◆ **DOCUMENT SECTION**
We need history, not to tell us what happened, or to explain the
past, but to make the past alive so that it can explain and make a
future possible.

Only in the Western nations, i.e. those influenced by Greek
philosophy, is there some willingness to doubt the identification
of the good with one's own way.  . . . What we are really doing is
applying a Western prejudice -- which we covertly take to indicate
the superiority of our culture -- and deforming the evidence of
those other cultures to attest to its validity.  The scientific
study of other cultures is almost exclusively a Western
phenomenon, and in its own origin was obviously connected with the
search for new and better ways, or at least for validation of the
hope that our own culture really is the better way . . .

Other reviews


In his elegant essay, "The Closing of the American Mind," the late
Allan Bloom, the conservative philosopher, remarked that his
students had almost no intimate sense of evil. The only reaction
the students would give to that word was to speak of the
Holocaust. Evil was something that happened overseas and to
another generation.

◆ **DATA ENTRIES**
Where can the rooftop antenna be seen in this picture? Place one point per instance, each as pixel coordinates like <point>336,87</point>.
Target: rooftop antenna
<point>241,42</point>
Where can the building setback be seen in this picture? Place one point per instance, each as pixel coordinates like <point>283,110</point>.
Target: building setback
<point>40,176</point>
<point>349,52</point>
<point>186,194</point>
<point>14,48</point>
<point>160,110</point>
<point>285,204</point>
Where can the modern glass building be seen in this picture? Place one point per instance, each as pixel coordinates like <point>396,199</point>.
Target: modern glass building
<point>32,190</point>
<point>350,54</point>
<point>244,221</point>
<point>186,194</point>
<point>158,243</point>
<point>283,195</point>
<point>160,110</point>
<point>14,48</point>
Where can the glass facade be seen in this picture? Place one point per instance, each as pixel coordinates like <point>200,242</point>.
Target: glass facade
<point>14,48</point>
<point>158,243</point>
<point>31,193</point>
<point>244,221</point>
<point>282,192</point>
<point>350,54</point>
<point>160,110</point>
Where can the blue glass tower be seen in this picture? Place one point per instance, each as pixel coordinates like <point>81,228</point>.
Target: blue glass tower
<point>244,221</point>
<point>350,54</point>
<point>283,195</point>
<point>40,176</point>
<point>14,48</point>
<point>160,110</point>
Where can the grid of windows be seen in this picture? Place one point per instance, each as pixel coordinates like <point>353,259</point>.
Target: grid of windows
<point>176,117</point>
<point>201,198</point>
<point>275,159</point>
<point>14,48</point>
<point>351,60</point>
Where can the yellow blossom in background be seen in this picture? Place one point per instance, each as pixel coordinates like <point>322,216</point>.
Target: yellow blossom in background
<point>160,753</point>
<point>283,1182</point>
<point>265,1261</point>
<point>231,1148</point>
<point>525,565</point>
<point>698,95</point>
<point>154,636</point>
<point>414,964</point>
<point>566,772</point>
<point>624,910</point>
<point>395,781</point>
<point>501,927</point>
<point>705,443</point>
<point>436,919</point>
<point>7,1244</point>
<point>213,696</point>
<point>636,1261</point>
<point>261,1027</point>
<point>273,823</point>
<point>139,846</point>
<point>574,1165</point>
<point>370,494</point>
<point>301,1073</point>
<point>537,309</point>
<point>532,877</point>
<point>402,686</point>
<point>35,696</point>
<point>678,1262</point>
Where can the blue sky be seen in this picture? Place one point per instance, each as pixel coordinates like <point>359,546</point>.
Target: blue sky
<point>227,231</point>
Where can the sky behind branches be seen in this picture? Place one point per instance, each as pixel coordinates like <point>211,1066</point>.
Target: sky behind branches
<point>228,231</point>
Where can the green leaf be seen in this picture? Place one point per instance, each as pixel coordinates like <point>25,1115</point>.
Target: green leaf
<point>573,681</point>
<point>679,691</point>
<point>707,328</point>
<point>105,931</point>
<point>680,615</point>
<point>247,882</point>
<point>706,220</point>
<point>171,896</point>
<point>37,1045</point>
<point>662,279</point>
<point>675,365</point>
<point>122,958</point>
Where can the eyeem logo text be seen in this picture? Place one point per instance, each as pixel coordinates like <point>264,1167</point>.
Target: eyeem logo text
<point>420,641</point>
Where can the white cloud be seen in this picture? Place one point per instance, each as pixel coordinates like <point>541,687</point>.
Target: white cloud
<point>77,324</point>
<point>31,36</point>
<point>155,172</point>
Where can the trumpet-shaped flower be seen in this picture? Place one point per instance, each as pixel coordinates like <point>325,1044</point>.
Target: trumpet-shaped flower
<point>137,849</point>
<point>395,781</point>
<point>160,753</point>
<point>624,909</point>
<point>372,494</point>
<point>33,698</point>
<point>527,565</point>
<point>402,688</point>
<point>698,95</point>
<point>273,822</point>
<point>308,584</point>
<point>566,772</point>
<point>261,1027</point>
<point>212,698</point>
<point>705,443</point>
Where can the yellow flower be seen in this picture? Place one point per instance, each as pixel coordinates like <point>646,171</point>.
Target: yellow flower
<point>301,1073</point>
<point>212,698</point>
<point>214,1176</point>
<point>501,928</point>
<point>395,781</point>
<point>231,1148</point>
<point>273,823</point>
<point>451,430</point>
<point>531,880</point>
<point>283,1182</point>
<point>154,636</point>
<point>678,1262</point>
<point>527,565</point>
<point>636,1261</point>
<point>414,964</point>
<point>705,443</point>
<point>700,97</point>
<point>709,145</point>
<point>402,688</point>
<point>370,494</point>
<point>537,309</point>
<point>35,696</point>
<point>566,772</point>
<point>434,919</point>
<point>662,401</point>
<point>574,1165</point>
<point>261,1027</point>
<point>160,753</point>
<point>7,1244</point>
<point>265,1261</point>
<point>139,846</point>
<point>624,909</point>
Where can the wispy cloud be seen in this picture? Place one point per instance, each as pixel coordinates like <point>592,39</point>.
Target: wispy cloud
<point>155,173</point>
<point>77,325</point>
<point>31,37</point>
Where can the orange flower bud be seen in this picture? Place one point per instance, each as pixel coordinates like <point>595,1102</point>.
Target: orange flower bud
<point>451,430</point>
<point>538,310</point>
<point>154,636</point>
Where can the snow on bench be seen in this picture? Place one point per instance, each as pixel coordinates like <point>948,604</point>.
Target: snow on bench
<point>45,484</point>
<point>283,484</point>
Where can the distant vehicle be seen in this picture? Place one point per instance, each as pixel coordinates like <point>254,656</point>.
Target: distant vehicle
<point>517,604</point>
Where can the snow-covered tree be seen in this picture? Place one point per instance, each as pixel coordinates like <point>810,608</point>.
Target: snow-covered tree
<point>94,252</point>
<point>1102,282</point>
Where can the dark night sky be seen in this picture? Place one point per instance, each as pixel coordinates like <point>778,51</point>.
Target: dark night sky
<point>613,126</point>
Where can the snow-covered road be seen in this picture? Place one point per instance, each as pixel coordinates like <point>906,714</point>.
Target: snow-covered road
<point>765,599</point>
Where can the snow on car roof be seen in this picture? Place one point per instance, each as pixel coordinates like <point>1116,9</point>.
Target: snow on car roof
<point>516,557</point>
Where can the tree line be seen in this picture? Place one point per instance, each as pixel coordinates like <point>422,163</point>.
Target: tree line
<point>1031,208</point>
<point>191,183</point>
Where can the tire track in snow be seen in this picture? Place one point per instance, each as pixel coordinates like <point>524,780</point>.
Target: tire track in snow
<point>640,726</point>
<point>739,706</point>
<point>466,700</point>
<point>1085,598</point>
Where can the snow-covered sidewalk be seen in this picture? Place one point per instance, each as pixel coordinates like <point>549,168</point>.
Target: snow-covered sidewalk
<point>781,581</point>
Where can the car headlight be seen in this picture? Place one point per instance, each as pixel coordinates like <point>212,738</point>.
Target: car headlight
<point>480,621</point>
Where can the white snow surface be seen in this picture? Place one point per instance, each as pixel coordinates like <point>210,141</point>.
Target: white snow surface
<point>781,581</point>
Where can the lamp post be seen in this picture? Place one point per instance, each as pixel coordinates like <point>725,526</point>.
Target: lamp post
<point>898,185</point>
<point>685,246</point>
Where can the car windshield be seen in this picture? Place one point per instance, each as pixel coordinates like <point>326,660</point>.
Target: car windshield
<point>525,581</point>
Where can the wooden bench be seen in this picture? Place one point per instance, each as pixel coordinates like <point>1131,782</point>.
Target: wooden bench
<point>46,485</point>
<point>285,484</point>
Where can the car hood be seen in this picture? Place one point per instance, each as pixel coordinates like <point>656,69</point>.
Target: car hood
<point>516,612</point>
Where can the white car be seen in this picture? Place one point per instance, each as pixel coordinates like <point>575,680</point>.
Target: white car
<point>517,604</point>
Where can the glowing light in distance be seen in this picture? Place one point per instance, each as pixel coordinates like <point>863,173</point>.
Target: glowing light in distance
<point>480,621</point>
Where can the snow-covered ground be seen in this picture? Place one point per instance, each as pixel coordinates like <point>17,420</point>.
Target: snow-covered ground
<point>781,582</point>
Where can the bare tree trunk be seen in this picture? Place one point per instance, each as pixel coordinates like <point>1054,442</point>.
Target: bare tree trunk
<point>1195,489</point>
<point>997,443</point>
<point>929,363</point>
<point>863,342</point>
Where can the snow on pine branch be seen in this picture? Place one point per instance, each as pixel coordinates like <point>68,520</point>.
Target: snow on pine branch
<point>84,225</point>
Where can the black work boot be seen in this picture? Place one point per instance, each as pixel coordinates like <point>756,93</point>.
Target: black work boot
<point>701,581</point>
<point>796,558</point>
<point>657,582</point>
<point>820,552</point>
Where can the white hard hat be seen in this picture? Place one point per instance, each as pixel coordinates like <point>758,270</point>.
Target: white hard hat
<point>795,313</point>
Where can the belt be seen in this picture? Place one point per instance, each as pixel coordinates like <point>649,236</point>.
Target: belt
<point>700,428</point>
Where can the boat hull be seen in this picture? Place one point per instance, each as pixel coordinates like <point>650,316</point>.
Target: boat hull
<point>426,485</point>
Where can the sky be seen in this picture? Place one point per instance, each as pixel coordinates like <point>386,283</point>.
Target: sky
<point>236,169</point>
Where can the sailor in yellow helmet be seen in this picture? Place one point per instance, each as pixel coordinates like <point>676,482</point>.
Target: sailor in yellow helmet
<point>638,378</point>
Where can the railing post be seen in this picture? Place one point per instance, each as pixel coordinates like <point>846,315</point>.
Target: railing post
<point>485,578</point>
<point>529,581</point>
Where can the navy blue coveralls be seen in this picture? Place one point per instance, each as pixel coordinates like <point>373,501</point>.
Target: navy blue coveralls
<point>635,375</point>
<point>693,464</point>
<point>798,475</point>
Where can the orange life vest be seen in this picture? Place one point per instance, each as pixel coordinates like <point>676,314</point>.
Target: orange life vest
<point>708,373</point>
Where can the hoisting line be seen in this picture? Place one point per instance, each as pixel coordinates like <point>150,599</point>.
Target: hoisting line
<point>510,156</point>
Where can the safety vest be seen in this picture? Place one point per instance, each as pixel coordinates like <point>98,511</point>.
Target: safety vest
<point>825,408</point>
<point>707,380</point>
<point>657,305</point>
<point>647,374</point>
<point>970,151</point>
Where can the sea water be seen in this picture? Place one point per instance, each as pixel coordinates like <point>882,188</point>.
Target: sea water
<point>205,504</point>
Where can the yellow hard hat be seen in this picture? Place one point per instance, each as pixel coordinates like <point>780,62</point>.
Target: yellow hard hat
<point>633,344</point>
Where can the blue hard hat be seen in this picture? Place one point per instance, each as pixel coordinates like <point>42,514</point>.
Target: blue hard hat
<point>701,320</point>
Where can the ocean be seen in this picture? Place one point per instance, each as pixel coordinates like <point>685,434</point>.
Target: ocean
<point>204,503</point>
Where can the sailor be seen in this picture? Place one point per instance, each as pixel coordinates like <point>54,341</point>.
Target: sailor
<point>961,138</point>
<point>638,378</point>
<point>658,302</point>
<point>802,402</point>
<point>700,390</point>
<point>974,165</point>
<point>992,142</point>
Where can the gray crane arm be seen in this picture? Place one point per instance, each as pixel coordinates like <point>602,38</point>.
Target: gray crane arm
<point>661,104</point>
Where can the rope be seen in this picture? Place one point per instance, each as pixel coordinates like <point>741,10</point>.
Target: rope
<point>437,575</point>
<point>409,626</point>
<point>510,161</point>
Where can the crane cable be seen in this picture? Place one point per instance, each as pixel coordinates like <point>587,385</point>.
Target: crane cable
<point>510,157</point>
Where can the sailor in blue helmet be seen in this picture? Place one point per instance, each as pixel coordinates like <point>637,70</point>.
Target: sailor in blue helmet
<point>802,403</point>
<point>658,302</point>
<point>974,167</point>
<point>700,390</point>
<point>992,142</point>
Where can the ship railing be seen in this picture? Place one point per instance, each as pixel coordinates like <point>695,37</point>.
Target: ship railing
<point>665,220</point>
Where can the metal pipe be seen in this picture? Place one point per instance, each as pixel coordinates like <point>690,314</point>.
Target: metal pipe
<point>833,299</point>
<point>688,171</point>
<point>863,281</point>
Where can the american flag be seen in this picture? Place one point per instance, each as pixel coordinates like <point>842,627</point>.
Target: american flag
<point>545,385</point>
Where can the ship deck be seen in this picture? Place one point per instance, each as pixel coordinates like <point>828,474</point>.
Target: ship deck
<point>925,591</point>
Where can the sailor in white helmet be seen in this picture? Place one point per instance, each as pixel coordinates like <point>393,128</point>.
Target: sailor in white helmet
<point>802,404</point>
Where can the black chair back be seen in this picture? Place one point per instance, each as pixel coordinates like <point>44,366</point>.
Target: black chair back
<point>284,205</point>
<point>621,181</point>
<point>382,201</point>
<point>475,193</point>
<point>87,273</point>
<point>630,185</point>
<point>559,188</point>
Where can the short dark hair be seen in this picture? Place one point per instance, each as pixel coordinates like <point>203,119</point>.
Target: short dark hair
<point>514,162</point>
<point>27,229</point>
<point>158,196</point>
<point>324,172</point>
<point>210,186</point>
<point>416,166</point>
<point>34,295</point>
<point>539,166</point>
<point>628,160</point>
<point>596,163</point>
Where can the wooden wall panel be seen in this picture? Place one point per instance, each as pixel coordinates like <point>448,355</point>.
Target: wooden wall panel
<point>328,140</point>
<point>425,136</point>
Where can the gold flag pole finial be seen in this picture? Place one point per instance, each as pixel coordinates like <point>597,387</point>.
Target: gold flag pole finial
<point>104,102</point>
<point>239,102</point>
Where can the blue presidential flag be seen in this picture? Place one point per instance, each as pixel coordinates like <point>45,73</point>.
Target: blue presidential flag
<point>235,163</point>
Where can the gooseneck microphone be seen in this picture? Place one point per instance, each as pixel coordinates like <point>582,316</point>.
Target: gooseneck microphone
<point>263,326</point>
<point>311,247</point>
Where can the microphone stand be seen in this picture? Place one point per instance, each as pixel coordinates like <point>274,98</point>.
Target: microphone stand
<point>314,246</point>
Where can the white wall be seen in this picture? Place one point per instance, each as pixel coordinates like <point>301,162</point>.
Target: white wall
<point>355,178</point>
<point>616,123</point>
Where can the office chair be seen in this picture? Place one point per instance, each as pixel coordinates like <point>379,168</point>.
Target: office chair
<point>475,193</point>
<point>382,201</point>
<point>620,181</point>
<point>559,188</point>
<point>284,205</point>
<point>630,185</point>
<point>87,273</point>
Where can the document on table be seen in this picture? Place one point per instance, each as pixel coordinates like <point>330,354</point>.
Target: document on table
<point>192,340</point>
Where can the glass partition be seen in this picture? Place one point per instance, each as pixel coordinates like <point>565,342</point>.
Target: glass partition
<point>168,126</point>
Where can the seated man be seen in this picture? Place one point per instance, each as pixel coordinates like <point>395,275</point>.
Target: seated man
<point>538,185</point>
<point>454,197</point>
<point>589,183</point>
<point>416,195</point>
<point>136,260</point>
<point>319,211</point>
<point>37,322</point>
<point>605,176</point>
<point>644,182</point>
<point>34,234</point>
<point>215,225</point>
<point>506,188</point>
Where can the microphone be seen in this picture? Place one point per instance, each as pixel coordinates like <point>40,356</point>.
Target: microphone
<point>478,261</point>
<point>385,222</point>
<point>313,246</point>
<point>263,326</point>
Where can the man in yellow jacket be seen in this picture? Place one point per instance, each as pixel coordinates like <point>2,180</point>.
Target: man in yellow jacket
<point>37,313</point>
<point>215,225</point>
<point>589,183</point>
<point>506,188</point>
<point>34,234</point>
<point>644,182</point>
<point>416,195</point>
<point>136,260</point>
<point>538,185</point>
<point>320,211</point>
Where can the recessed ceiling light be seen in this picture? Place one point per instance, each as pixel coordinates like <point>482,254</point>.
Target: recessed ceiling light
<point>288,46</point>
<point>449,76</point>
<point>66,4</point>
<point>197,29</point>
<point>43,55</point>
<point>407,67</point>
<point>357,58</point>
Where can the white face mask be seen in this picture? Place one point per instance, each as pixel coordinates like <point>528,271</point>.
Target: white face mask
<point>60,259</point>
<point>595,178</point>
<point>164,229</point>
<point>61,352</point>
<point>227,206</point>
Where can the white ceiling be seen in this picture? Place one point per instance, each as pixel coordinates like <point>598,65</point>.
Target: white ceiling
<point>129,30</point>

◆ **EXERCISE TASK**
Can you continue the excerpt about Allan Bloom and his students' sense of evil, starting after its final sentence?

◆ **ANSWER BELOW**
- http://www.pbs.org/newshour/essays/september00/rodriguez-confession_9-27.html

Sexuality on campus

Sex: Bloom says that sexual liberation could be the recognition
that sexual passion is no longer dangerous in us and that it is
safer to give it free course than to risk rebellion. The
liberation, however, favoured the young more than the old, and the
beautiful more than the ugly, which has lead to such an
overemphasis on sex in our everyday lives. Sexual passion is no
longer anything magical and does not include the illusion of
eternity. It is just a overrated fulfilling of physical needs.

Separateness: the breakdown of the family is made possible by
individualism. "Romantic love is now as alien to us as
knight-errantry."

Divorce: Everyone loves themselves most but want others to love
them more than they love themselves. "To children, the voluntary
separation of parents seems worse than their deaths precisely
because it is voluntary -- children do not realise that parents
have right to their own lives; they think they have a right to
total attention and they believe their parents must live for
them. Children of divorced parents "have rigid frameworks about
what is right and wrong and how they ought to live. [...] All this
is a thine veneer over boundless seas of rage, doubt and fear."
Bloom speaks of psychologists most of who indulge in "self-serving
lies" and "hypocrises" expressed in a pseudoscientific jargon:
"Modern psychology at its best has a questionable understanding of
the soul. It has no place for the natural superiority of the
philosophic life, and no understanding of education."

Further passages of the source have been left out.